Retype the data below verbatim; pictures do not belong in the copy.

*** Data for this exercise ***

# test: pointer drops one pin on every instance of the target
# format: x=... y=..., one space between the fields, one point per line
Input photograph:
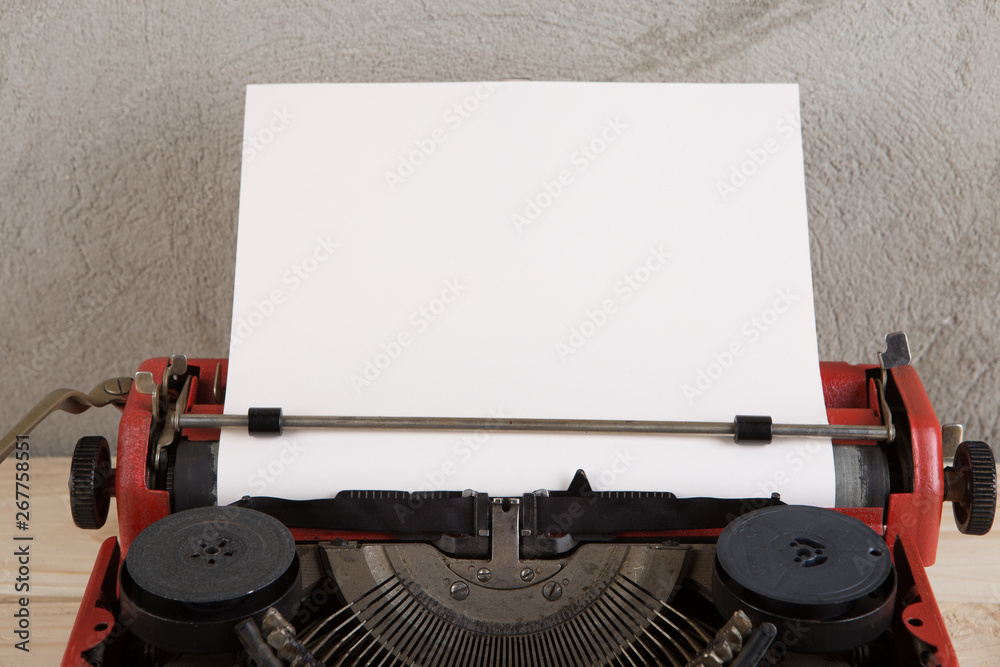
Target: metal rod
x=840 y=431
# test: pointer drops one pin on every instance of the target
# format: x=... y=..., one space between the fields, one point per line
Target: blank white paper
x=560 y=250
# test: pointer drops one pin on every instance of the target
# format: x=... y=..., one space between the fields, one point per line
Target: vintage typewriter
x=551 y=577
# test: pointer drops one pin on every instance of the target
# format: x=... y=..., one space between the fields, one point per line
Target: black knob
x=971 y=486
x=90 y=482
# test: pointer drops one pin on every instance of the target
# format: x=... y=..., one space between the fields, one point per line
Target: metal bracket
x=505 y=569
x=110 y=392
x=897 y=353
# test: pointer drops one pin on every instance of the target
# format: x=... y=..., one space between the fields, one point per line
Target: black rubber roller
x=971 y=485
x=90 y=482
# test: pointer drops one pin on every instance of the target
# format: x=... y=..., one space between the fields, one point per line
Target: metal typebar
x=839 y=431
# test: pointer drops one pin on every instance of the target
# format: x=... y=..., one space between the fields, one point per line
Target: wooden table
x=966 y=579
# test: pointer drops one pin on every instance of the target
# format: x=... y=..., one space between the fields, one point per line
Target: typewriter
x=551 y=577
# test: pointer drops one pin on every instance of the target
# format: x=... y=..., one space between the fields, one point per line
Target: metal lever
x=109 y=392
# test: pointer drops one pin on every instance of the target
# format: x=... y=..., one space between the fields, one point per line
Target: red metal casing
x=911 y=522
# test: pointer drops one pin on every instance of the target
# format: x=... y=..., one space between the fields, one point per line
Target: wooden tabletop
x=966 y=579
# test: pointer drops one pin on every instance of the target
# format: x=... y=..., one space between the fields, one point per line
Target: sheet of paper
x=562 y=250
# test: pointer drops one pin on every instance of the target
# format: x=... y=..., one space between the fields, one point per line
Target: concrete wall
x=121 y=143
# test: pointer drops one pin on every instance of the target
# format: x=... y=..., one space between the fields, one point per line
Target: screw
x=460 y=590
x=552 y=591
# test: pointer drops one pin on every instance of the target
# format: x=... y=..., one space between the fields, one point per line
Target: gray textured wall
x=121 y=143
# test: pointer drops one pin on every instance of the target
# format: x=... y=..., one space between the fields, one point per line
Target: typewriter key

*** End of Data for this exercise ***

▶ Result for this task
# test: pointer drops one pin on every instance of the target
# format: x=... y=..., one space between the fields, one point per line
Input photograph:
Target: metal rod
x=840 y=431
# test: pointer drops one pin on every instance of the target
# format: x=... y=..., one space between the fields, one point per line
Target: blank white paper
x=560 y=250
# test: pointer drops one pin on every instance of the target
# format: x=... y=..., one space between the fields, one point per line
Target: vintage typewriter
x=551 y=577
# test: pointer drops one pin on every instance of the target
# format: x=... y=..., one space between the fields, one point per line
Target: black knob
x=971 y=486
x=90 y=482
# test: pointer drops one pin on every instance of the target
# format: x=... y=..., one space between the fields, one point per line
Target: metal bracket
x=505 y=569
x=110 y=392
x=897 y=353
# test: pointer drops one pin on every instance of the target
# format: x=... y=..., one space between the fields, one point per line
Target: black rubber roller
x=971 y=485
x=90 y=482
# test: pointer drops one pin on every instance of the target
# format: x=... y=..., one space between the fields, one point per line
Target: metal typebar
x=839 y=431
# test: pointer drops one pin on every instance of the target
# format: x=... y=..., one space between the fields, one point per line
Target: wooden table
x=966 y=579
# test: pointer drops one pin on every instance of the target
# format: x=... y=..., one space between the fields, one point per line
Target: typewriter
x=551 y=577
# test: pointer drops one pin on every instance of the target
# format: x=... y=..., one space between the fields, one point per line
Target: metal lever
x=109 y=392
# test: pointer drops one pin on every instance of the target
# format: x=... y=..., one space between the fields, one point per line
Target: red metal casing
x=911 y=522
# test: pointer drops one pin on every instance of the target
# format: x=... y=..., one space between the fields, one point per line
Target: wooden tabletop
x=966 y=579
# test: pointer drops one pin on every instance of the target
# format: x=... y=..., one space between the fields, one point per line
Target: sheet of paper
x=562 y=250
# test: pointer drops one pin on every instance of the target
# format: x=... y=..., one space between the fields, one point per line
Target: concrete wall
x=121 y=143
# test: pointer drops one pin on every instance of the target
# format: x=... y=..., one space between the fields, one point per line
Target: screw
x=460 y=590
x=552 y=591
# test: pointer drops one pin on every instance of the target
# format: x=... y=..., one space between the fields, one point per line
Target: gray textured wall
x=121 y=143
# test: pointer drops one pin on every instance of the target
# format: x=... y=..., one space between the fields, one point per line
Target: typewriter key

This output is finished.